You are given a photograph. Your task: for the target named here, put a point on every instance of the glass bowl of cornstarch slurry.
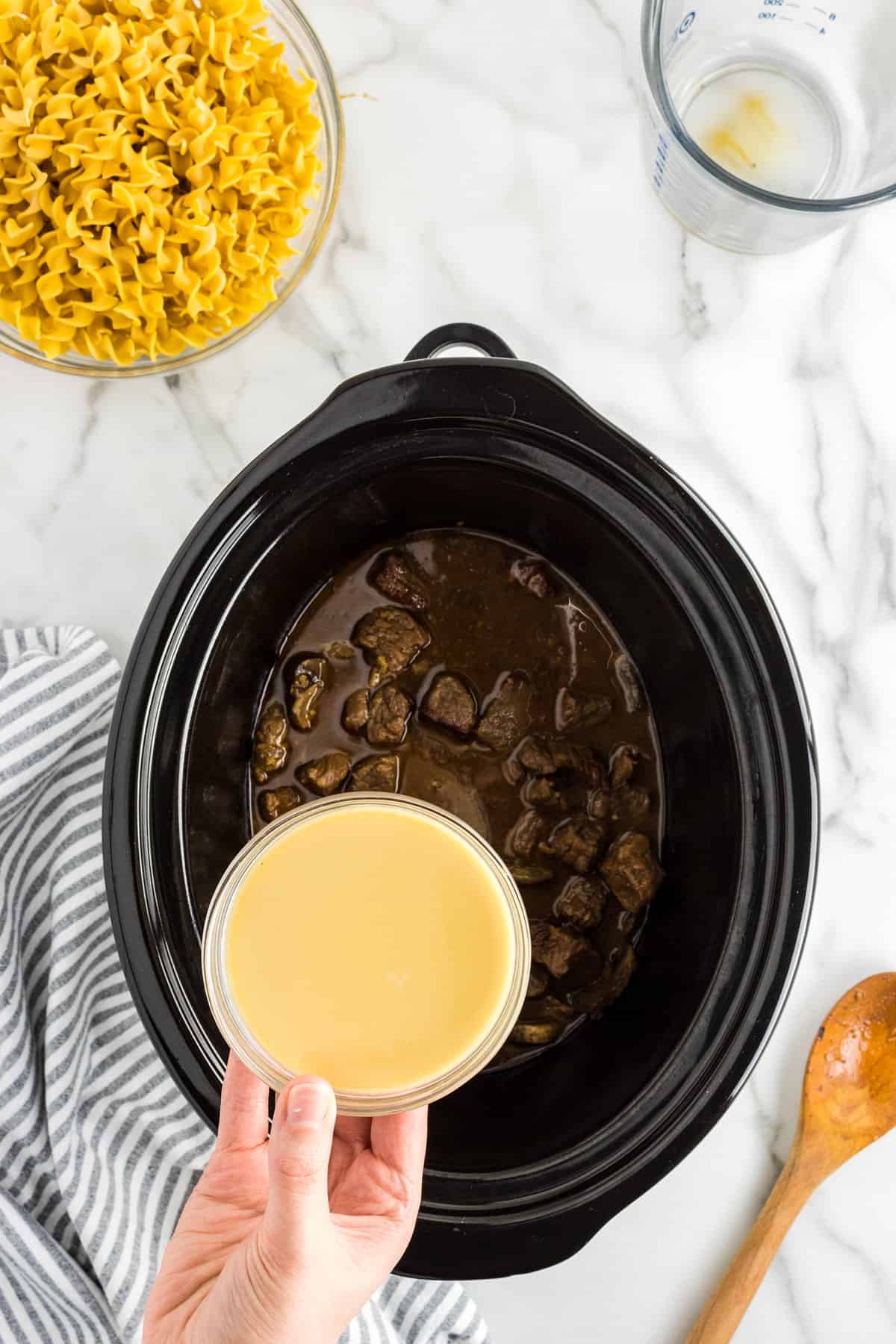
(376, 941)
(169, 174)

* * *

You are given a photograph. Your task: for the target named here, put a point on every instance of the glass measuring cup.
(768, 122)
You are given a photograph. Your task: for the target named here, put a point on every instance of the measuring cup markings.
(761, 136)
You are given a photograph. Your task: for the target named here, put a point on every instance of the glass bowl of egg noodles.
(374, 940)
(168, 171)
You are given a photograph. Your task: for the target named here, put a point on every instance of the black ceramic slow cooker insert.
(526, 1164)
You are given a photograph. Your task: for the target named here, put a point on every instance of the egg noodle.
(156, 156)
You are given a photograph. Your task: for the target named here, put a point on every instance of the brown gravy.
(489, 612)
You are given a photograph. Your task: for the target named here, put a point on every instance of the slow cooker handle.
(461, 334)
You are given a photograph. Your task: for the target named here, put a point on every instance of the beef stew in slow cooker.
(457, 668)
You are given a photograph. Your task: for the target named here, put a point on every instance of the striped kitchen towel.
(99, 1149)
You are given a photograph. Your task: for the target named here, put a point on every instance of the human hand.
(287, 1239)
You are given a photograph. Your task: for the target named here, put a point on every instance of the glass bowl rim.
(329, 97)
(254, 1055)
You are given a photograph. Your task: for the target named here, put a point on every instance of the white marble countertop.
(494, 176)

### WORK TO DO
Show each line from the material above that contains the word "slow". Case counts.

### EXERCISE ANSWER
You are given a photograph. Your task: for the target named here, put a point on every instance of the black ceramic slow cooker insert.
You are given a photograph. Your task: for the target named here, put a point on every instance of the slow cooker handle.
You are given a photograph. Your task: for the target named here, put a point on every instance of the beef stew in slow cooker.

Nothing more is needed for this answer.